(INSTRUCTIONS FOR THE TASK):
Repeat the entries exactly, keeping every line as it is.

....

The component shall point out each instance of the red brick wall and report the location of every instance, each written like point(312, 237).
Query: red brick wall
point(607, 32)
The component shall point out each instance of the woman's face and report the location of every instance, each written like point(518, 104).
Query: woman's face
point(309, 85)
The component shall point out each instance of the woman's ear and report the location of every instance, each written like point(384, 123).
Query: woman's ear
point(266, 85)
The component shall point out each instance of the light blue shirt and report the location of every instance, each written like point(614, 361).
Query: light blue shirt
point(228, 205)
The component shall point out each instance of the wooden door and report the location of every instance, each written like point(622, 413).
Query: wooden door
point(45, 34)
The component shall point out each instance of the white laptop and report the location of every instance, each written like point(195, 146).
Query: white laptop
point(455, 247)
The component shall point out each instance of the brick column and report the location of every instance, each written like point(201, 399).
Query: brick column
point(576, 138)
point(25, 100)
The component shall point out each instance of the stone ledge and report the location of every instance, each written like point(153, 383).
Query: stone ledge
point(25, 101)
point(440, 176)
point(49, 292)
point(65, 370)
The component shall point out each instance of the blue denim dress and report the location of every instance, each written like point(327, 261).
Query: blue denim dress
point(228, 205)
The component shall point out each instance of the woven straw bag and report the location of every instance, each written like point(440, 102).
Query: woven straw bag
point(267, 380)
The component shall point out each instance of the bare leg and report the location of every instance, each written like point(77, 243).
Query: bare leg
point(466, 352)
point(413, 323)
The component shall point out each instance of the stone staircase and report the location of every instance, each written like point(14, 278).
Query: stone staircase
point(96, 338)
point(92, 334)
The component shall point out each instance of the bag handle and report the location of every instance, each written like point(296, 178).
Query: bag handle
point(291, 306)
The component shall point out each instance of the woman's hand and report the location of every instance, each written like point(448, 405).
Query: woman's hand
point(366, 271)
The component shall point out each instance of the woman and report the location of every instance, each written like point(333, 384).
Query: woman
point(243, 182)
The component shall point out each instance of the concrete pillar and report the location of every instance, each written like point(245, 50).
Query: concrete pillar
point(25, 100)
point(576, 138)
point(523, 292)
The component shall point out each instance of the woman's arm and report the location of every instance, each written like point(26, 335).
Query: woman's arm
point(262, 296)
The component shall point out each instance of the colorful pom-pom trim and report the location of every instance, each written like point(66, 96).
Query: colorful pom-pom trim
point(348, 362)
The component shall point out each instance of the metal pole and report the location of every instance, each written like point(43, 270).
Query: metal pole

....

(THE COMPLETED TASK):
The component shall point out each instance of the red brick wall and report the location of every instance, each written like point(312, 237).
Query: red brick wall
point(607, 32)
The component shall point out each instance of the woman's face and report the location of every instance, each written like point(518, 104).
Query: woman's face
point(309, 85)
The component shall point out each instance of the woman's ear and report the location of every instance, each written like point(384, 123).
Query: woman's ear
point(266, 85)
The component shall point out each instance of the light blue shirt and report the location of every instance, each written like point(614, 361).
Query: light blue shirt
point(228, 205)
The component shall point out each instance of the wooden door and report the location of every instance, each written like point(622, 413).
Query: wooden door
point(45, 34)
The component shall point out each instance of the white laptop and report the location of every instance, each written like point(195, 146).
Query: white laptop
point(455, 247)
The component shall point out each instance of the brick column and report the location of every instance, each written like point(201, 399).
Query: brick column
point(576, 138)
point(25, 100)
The component shall point out each instance of the stone ledge and report the location of every instance, each written like point(153, 383).
Query: stone ledge
point(25, 101)
point(440, 176)
point(49, 292)
point(65, 370)
The component shall point out each instance of the blue denim dress and report the location of every instance, each written like point(327, 261).
Query: blue denim dress
point(228, 205)
The component shall point out each instance of the woven straw bag and report the location of every instance, each written like point(440, 102).
Query: woven straw bag
point(267, 380)
The component shall point out each instance of the bare leg and report the location of every instance, each written like point(77, 243).
Query: bare leg
point(466, 352)
point(413, 323)
The component shall point out each instance of the stone staircase and report the location of every instance, each written like point(14, 278).
Query: stone staircase
point(96, 338)
point(92, 334)
The component shall point out each instance of the bag handle and report the location of every instance, each written like point(296, 178).
Query: bag handle
point(291, 306)
The component shall point out each instance of the woman's hand and report the location of every instance, each written like point(448, 405).
Query: woman's hand
point(366, 271)
The component shall point out each instance of the woman and report the location of every instance, each written like point(333, 384).
Query: woman
point(243, 182)
The component shall point out each instance of the concrete pillar and report the location of every instance, each written like point(245, 50).
Query: concrete pillar
point(25, 100)
point(576, 138)
point(523, 292)
The component shall point out each instance of the woman's arm and report the location of every instance, each written like point(26, 335).
Query: woman's arm
point(262, 296)
The component shall point out each instance of the colorful pom-pom trim and report the location of every instance, each written like point(66, 96).
Query: colorful pom-pom trim
point(348, 362)
The component shall point out each instance of the metal pole and report the location of every instance, each written like point(43, 270).
Query: metal pole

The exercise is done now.